Could you resume the PCR protocol text, picking up right after its last sentence?

- [SELECTED TEXT]:
----

Polymerase Chain Reaction (PCR) is an effective laboratory technique for DNA amplification. It used to rapidly create millions to billions of copies of a specific segment of DNA.

1. Assemble all reaction components on ice. Each component should be gently mixed before adding to the reaction in a sterile thin-walled PCR tube. The entire reaction should be mixed again to ensure homogeneity. Collect all liquid to the bottom of the tube with a quick spin if necessary. Overlay the sample with mineral oil if using a PCR machine without a heated lid.

----

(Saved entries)
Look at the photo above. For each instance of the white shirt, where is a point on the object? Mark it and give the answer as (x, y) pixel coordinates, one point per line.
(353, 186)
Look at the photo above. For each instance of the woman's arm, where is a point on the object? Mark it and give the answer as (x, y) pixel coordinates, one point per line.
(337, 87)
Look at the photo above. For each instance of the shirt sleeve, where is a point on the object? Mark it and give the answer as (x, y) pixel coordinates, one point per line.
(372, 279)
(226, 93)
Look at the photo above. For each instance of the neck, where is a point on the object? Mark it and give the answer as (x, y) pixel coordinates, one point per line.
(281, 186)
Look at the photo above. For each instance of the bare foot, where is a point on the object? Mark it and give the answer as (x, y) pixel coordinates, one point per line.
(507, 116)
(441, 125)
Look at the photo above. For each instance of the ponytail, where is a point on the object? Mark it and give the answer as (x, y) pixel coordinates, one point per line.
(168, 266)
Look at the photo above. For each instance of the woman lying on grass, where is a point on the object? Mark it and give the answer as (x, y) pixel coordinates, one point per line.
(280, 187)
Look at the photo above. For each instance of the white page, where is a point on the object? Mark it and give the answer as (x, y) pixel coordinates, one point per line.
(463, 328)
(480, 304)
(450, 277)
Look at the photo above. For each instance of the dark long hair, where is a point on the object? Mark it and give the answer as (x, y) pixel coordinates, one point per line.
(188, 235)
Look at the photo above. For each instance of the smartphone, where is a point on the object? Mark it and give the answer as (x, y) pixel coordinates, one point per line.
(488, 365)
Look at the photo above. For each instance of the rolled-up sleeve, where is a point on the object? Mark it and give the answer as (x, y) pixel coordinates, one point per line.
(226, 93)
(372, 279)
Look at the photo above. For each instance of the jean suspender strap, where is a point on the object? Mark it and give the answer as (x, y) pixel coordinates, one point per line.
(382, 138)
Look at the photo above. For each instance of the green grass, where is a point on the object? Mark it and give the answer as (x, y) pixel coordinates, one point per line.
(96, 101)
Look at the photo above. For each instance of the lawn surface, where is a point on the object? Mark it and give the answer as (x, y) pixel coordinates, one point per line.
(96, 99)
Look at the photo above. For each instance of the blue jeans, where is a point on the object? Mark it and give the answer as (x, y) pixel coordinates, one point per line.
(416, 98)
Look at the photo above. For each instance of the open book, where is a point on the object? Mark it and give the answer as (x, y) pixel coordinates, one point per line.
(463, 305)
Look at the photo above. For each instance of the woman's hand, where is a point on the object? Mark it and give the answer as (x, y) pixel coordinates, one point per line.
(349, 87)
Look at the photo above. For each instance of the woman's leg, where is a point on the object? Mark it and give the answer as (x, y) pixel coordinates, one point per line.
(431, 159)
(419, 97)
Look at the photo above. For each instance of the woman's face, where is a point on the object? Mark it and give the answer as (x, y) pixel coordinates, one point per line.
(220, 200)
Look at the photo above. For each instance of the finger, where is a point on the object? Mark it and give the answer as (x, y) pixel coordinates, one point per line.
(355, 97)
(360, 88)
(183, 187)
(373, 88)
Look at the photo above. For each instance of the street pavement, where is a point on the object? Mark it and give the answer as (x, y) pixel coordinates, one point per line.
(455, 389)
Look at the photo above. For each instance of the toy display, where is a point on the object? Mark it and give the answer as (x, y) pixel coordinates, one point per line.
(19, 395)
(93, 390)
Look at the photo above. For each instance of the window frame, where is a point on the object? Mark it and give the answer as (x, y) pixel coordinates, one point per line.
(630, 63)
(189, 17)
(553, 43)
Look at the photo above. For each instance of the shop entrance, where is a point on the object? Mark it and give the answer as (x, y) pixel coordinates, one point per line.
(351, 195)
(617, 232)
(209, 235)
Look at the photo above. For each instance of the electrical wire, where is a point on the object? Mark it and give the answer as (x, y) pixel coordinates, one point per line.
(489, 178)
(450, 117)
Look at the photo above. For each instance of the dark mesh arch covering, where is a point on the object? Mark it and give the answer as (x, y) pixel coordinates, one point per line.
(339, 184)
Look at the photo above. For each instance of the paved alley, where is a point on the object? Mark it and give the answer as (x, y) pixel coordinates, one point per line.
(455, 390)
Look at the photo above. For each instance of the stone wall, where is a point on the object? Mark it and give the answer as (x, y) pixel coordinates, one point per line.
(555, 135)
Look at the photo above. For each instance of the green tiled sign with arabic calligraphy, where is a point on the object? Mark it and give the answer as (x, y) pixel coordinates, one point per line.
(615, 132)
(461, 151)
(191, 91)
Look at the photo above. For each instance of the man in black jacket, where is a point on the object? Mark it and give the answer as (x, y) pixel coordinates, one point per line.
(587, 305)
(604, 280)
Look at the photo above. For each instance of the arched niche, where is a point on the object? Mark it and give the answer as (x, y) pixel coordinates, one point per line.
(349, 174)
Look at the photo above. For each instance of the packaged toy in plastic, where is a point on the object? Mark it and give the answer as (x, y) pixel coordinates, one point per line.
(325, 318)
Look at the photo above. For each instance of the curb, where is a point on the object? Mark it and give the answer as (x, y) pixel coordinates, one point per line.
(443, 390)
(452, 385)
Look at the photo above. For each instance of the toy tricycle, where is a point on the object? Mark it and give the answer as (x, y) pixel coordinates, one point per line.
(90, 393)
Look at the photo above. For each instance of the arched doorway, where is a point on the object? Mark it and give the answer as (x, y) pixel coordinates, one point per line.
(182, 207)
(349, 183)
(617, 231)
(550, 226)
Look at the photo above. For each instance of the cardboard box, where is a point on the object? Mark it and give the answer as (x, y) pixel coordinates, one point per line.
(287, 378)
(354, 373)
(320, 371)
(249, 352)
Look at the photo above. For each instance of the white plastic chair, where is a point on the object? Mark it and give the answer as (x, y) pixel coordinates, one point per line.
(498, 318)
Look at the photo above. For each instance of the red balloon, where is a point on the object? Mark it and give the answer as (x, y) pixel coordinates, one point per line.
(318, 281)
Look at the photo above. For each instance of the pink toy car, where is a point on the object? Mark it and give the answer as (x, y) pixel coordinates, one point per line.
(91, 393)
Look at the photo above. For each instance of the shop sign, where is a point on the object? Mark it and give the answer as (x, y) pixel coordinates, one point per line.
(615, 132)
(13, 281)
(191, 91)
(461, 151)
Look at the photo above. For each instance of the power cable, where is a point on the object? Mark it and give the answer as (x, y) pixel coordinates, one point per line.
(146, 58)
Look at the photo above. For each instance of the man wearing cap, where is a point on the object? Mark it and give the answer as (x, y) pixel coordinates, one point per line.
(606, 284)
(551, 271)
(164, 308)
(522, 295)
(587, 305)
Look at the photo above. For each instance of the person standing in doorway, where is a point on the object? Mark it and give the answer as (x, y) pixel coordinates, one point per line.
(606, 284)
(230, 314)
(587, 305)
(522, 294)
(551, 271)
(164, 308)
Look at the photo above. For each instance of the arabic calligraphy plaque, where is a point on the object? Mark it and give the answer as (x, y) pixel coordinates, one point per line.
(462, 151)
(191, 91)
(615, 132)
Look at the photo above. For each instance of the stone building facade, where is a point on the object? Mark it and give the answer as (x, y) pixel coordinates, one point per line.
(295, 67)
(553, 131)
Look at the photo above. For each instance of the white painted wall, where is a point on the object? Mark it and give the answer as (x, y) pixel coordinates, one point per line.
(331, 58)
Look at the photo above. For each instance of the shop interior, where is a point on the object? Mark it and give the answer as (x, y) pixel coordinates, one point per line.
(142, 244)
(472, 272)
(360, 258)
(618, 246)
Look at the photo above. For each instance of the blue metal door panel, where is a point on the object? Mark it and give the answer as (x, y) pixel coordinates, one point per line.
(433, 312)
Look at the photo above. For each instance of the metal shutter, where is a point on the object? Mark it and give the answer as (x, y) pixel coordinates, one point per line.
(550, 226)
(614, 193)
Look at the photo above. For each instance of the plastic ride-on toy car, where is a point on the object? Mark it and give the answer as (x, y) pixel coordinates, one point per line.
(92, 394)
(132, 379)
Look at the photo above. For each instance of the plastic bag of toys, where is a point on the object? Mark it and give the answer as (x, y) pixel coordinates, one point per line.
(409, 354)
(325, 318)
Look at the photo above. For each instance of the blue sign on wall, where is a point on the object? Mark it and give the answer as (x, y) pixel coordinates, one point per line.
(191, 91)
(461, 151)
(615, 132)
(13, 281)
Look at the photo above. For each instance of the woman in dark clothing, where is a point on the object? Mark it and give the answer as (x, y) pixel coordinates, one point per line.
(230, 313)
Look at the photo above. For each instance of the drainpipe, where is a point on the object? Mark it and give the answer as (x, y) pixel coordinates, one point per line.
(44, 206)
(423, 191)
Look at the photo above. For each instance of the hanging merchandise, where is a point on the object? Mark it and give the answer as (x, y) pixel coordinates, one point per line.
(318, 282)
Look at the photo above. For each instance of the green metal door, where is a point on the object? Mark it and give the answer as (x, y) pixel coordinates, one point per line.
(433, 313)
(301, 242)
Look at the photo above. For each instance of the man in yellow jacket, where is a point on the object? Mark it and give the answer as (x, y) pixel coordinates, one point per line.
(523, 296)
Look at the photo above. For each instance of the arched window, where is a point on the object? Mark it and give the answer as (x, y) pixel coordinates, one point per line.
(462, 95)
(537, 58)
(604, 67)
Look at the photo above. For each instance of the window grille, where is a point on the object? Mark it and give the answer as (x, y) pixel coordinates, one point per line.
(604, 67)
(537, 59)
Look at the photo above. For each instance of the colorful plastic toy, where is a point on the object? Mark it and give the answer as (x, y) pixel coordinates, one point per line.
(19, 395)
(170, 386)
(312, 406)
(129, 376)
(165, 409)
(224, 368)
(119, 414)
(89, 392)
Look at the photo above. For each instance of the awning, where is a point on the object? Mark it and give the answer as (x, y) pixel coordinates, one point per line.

----

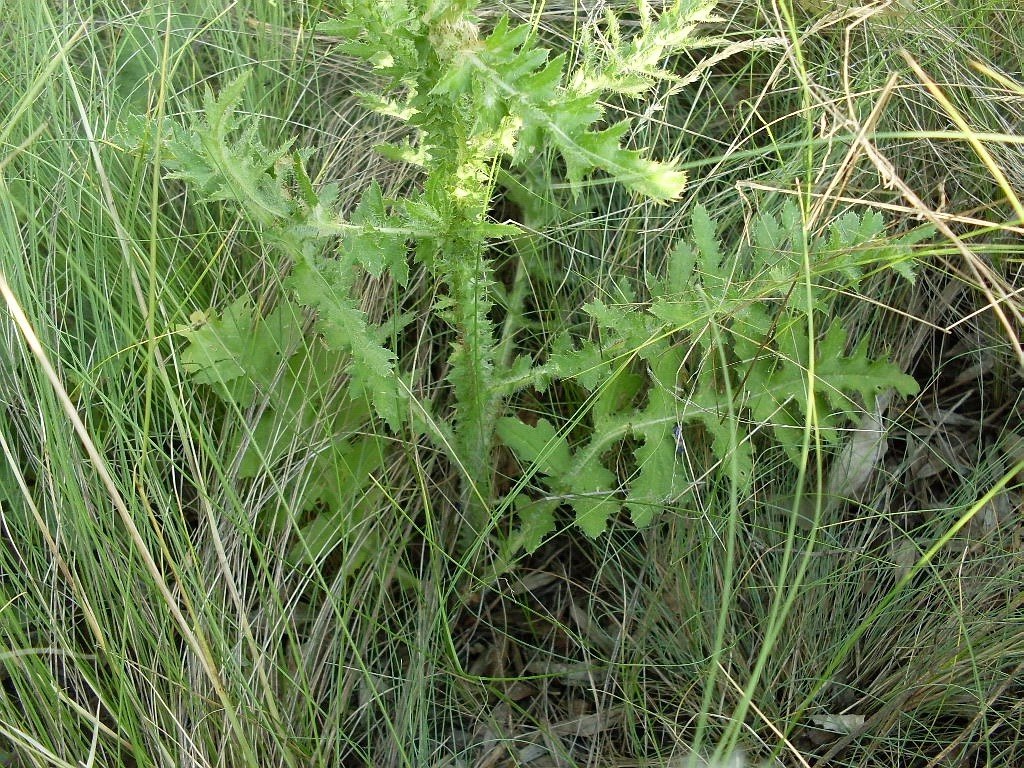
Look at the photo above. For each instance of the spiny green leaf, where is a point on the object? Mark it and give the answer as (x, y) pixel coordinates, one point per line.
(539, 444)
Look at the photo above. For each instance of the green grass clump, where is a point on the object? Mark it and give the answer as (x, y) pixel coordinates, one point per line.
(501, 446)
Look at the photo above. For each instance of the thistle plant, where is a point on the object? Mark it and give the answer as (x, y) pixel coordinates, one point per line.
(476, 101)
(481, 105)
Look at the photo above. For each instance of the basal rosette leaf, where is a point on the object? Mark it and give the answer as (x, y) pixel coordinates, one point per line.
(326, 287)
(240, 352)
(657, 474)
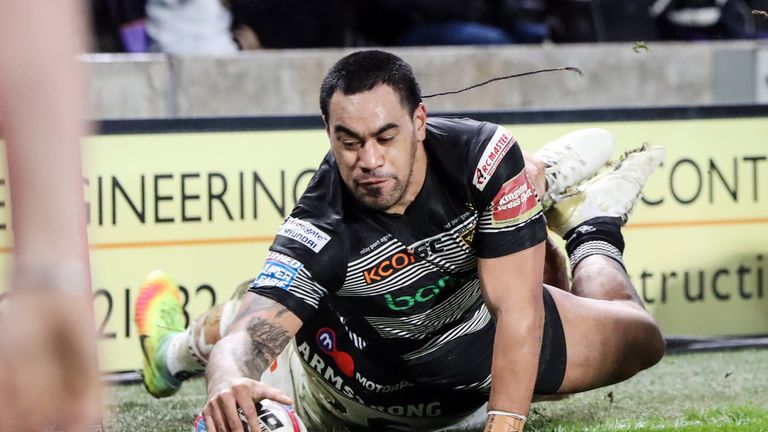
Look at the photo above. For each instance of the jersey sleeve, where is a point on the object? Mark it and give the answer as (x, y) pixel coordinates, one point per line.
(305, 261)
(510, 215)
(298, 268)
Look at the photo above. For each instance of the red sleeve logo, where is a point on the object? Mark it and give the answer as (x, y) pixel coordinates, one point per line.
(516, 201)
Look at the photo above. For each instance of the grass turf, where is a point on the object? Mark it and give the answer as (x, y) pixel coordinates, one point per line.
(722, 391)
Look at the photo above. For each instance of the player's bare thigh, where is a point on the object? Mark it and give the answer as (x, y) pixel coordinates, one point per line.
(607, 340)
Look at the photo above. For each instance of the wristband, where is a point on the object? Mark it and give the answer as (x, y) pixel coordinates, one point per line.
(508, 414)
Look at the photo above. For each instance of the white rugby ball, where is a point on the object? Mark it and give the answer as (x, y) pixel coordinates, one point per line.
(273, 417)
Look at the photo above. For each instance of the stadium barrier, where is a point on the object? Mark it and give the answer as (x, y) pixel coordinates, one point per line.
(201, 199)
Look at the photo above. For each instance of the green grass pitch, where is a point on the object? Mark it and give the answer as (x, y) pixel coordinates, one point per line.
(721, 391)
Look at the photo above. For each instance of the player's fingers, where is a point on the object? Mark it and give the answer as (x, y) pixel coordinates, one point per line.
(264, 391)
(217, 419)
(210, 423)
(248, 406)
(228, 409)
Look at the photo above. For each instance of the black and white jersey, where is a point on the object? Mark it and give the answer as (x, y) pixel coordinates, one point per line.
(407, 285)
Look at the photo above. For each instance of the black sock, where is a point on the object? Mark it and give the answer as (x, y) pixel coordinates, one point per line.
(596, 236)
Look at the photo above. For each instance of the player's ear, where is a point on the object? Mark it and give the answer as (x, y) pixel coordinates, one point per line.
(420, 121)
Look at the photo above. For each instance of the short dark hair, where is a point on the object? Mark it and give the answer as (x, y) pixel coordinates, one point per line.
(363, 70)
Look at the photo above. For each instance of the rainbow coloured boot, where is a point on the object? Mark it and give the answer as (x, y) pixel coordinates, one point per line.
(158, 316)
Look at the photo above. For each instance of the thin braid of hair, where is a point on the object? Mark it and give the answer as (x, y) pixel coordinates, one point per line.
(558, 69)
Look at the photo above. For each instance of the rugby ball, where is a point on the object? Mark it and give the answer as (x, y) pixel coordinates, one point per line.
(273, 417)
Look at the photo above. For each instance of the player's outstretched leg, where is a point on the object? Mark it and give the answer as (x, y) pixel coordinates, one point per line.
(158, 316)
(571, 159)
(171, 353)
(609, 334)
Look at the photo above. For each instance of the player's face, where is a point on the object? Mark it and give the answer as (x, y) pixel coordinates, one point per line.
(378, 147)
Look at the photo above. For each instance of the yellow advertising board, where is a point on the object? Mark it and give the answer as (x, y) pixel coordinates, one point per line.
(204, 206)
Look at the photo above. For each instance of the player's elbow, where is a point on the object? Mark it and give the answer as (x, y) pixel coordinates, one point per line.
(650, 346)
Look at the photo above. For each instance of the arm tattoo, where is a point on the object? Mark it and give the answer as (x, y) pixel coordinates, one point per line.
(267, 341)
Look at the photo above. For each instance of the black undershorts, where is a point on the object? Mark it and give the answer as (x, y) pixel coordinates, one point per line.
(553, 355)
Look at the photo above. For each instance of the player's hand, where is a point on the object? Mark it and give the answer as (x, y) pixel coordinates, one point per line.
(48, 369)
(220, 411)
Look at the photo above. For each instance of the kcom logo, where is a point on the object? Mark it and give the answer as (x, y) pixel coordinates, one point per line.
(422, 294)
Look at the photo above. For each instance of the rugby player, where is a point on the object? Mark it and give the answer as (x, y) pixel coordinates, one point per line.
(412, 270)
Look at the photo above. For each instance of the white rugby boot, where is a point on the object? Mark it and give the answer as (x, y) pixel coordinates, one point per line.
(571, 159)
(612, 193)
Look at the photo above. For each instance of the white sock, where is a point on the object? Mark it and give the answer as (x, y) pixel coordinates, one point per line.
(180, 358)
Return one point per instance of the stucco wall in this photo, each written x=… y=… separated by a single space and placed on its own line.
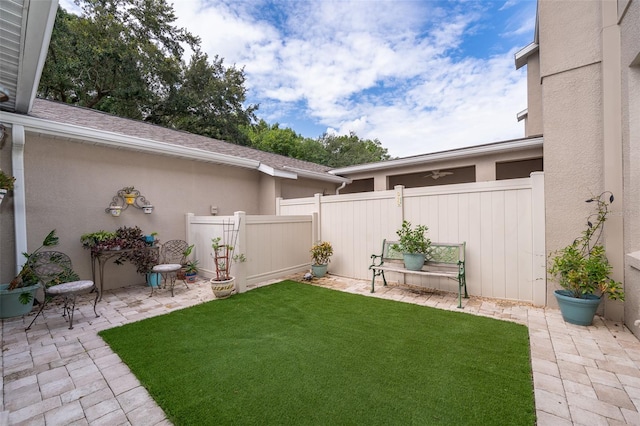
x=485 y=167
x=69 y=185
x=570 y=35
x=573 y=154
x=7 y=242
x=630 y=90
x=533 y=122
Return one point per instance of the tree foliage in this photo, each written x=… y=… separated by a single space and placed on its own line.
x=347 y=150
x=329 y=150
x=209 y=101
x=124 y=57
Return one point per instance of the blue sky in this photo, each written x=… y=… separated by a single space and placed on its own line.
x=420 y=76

----

- [WRITTEN ANSWER]:
2. Add different components into the sterile thin-walled PCR tube according to the proportion below:

   1. First Round PCR

      10 μM Forward Primer	1μl
      10 μM Reverse Primer	1μl
      DNA	1μl
      One Taq 2X Master Mix with Standard Buffer	25μl
      Nuclease-free water	22μl

   2. Second Round PCR

      UTR mix	3μl
      First Round PCR Product	5μl
      One Taq 2X Master Mix with Standard Buffer	25μl
      Nuclease-free water	17μl

3. Put the tubes into the PCR machine and start it.

   Thermocycling condition for a routine PCR

   STEP	TEMP	TIME
   Initial Denaturation	95°C	30 seconds
   25-35 Cycles	95°C 45-68°C* 68°C	15-30 seconds 15-60 seconds 1 minute/kb
   Final Extension	68°C	5 minutes
   Hold	4-10°C

Transformation is the process of introducing foreign DNA — such as a plasmid into a host cell. We used BL21, a type of e-coli. to take up the plasmid and express new genetic material.

1. Thaw competent cells on ice.
2. Chill approximately 5 ng (2 μl) of the ligation mixture in a 1.5 ml microcentrifuge tube.
3. Add 50 μl of competent cells to the DNA. Mix gently by pipetting up and down or flicking the tube 4–5 times to mix the cells and DNA. Do not vortex.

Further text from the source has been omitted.